Passage given >>
## START

AssociatedTypeDecl *RewriteContext::getAssociatedTypeForSymbol(Symbol symbol) {
  auto found = AssocTypes.find(symbol);
  if (found != AssocTypes.end())
    return found->second;

  assert(symbol.getKind() == Symbol::Kind::AssociatedType);
  auto name = symbol.getName();

  AssociatedTypeDecl *assocType = nullptr;

  // An associated type symbol [P1&P1&...&Pn:A] has one or more protocols
  // P0...Pn and an identifier 'A'.
  //
  // We map it back to a AssociatedTypeDecl as follows:
  //
  // - For each protocol Pn, look for associated types A in Pn itself,
  //   and all protocols that Pn refines.
  //
  // - For each candidate associated type An in protocol Qn where
  //   Pn refines Qn, get the associated type anchor An' defined in
  //   protocol Qn', where Qn refines Qn'.
  //
  // - Out of all the candidiate pairs (Qn', An'), pick the one where
  //   the protocol Qn' is the lowest element according to the linear
  //   order defined by TypeDecl::compare().
  //
  // The associated type An' is then the canonical associated type
  // representative of the associated type symbol [P0&...&Pn:A].
  //
  for (auto *proto : symbol.getProtocols()) {
    auto checkOtherAssocType = [&](AssociatedTypeDecl *otherAssocType) {
      otherAssocType = otherAssocType->getAssociatedTypeAnchor();

      if (otherAssocType->getName() == name &&
          (assocType == nullptr ||
           TypeDecl::compare(otherAssocType->getProtocol(),
                             assocType->getProtocol()) < 0)) {
        assocType = otherAssocType;
      }
    };

    for (auto *otherAssocType : proto->getAssociatedTypeMembers()) {
      checkOtherAssocType(otherAssocType);
    }

    for (auto *inheritedProto : getInheritedProtocols(proto)) {
      for (auto *otherAssocType : inheritedProto->getAssociatedTypeMembers()) {
        checkOtherAssocType(otherAssocType);
      }
    }
  }

  assert(assocType && "Need to look harder");
  AssocTypes[symbol] = assocType;
  return assocType;
}

/// Compute the interface type for a range of symbols, with an optional
/// root type.
///
/// If the root type is specified, we wrap it in a series of
/// DependentMemberTypes. Otherwise, the root is computed from
/// the first symbol of the range.

## END

Available data >>

## START

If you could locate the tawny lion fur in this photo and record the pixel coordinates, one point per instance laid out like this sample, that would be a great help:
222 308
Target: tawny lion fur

## END

Problems to work on >>
1. In the rewrite-context code, which function defines the linear order used to pick among the candidate pairs?
2. Reproduce the rewrite-context code word for word, beginning at the words "assert(symbol.getKind() == Symbol::Kind::AssociatedType);" and stopping after "an identifier 'A'.".
3. Continue the rewrite-context code from where it stops.

Expected outputs >>
1. TypeDecl::compare()

2.
assert(symbol.getKind() == Symbol::Kind::AssociatedType);
  auto name = symbol.getName();

  AssociatedTypeDecl *assocType = nullptr;

  // An associated type symbol [P1&P1&...&Pn:A] has one or more protocols
  // P0...Pn and an identifier 'A'.

3.
template<typename Iter>
Type getTypeForSymbolRange(Iter begin, Iter end, Type root,
                           TypeArrayView<GenericTypeParamType> genericParams,
                           const RewriteContext &ctx) {
  Type result = root;

  auto handleRoot = [&](GenericTypeParamType *genericParam) {
    assert(genericParam->isCanonical());

    if (!genericParams.empty()) {
      // Return a sugared GenericTypeParamType if we're given an array of
      // sugared types to substitute.
      unsigned index = GenericParamKey(genericParam).findIndexIn(genericParams);
      result = genericParams[index];
      return;
    }

    // Otherwise, we're going to return a canonical type.
    result = genericParam;
  };

  for (; begin != end; ++begin) {
    auto symbol = *begin;

    if (!result) {
      // A valid term always begins with a generic parameter, protocol or
      // associated type symbol.
      switch (symbol.getKind()) {
      case Symbol::Kind::GenericParam:
        handleRoot(symbol.getGenericParam());
        continue;

      case Symbol::Kind::Protocol:
        handleRoot(GenericTypeParamType::get(/*type sequence*/ false, 0, 0,
                                             ctx.getASTContext()));
        continue;

      case Symbol::Kind::AssociatedType:
        handleRoot(GenericTypeParamType::get(/*type sequence*/ false, 0, 0,
                                             ctx.getASTContext()));

        // An associated type term at the root means we have a dependent
        // member type rooted at Self; handle the associated type below.
        break;

      case Symbol::Kind::Name:
      case Symbol::Kind::Layout:
      case Symbol::Kind::Superclass:
      case Symbol::Kind::ConcreteType:
      case Symbol::Kind::ConcreteConformance:
        llvm_unreachable("Term has invalid root symbol");
      }
    }

    // An unresolved type can appear if we have invalid requirements.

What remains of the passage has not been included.